— START OF Data for this task —

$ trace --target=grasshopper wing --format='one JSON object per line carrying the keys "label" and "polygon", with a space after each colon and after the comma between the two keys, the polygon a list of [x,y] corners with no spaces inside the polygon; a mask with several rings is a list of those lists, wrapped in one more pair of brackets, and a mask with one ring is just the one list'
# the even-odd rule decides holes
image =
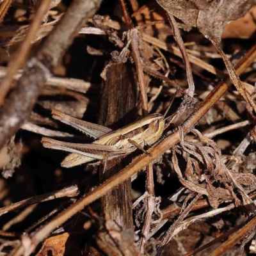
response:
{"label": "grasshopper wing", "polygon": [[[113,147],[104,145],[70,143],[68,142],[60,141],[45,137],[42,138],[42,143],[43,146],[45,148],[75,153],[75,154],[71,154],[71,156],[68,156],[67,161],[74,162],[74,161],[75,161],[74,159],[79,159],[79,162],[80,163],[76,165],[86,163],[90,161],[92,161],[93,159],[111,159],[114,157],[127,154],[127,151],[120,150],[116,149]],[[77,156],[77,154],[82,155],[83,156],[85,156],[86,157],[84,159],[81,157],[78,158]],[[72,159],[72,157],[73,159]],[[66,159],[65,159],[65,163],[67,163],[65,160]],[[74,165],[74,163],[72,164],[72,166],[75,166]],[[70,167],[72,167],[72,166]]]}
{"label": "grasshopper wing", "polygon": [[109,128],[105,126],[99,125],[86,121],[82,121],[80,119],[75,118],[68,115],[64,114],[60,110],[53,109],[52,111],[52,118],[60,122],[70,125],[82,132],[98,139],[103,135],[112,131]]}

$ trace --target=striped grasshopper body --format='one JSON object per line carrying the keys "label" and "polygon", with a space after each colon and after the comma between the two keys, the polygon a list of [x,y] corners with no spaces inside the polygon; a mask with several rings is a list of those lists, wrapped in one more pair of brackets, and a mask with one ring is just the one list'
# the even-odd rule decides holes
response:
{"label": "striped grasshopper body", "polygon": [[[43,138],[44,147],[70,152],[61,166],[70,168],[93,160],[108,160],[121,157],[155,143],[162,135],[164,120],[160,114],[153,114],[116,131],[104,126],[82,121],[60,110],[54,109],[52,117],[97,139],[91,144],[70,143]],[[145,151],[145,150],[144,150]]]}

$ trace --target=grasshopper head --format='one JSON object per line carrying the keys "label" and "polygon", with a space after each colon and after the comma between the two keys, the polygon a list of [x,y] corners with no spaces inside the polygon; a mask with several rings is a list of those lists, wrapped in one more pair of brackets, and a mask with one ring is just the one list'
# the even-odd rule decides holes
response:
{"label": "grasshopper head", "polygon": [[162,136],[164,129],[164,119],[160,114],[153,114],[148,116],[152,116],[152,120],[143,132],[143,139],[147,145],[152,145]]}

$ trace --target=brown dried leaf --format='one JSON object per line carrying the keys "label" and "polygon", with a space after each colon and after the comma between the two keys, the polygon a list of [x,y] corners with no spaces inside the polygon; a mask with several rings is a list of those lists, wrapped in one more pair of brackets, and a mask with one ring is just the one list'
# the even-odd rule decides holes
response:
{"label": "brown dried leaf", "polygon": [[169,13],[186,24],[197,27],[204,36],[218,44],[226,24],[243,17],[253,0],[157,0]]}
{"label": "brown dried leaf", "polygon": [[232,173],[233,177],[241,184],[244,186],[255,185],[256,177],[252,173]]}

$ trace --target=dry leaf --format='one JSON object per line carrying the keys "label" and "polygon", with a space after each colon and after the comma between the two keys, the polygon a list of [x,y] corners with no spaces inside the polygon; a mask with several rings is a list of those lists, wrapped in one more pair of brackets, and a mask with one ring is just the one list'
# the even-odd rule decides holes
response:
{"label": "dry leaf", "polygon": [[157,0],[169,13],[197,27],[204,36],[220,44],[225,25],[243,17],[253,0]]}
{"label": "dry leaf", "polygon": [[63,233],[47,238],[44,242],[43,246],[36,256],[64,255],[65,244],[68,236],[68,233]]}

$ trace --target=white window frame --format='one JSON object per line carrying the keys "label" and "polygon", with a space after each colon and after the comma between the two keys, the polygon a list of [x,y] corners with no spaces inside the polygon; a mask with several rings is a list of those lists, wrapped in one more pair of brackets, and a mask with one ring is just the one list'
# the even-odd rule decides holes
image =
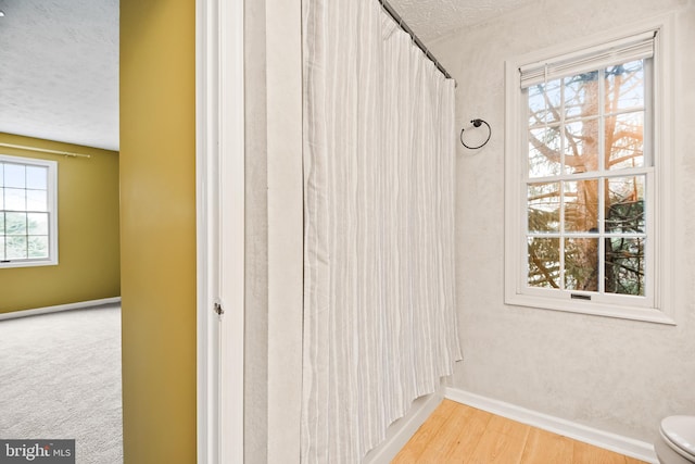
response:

— END OF Data for this task —

Rewrite the part of the records that opens with the line containing "trace --target=brown dried" and runs through the end of the records, putting "window frame" in place of "white window frame" and leaving everything else unchanged. Leave the pictures out of your answer.

__Result__.
$ trace --target=brown dried leaf --format='one JSON object per line carrying the keys "label" and "polygon", with a space after each colon and after the comma between the two keys, the polygon a list of [x,y] corners with no spaces inside the polygon; a mask with several rings is a list of those lists, wrapped in one more pair of brackets, and a mask with one ring is just the one list'
# the even-odd rule decides holes
response:
{"label": "brown dried leaf", "polygon": [[169,13],[186,24],[197,27],[204,36],[218,44],[226,24],[243,17],[253,0],[157,0]]}
{"label": "brown dried leaf", "polygon": [[232,173],[233,177],[241,184],[244,186],[255,185],[256,177],[252,173]]}

$ trace --target=dry leaf --format='one JSON object per line carrying the keys "label" and "polygon", with a space after each colon and after the comma between the two keys, the polygon a list of [x,y] corners with no spaces inside the polygon; a mask with several rings is a list of those lists, wrapped in one more pair of brackets, and a mask with one ring is just the one list'
# the even-odd rule decides holes
response:
{"label": "dry leaf", "polygon": [[157,0],[169,13],[197,27],[204,36],[220,44],[225,25],[243,17],[253,0]]}
{"label": "dry leaf", "polygon": [[63,233],[47,238],[44,242],[43,246],[36,256],[64,255],[65,244],[68,236],[68,233]]}

$ trace --target=window frame --format='one JSON object per line carrying the keys "label" and "polygon", with a space after each colon and after the comma between the two keys, the polygon a list of [x,y] corners with no spaces inside the polygon; a mask with several rings is a list of those lists, wrapped in one more pair of brackets, and a mask with one ring is just the one list'
# the even-odd rule decides holes
image =
response:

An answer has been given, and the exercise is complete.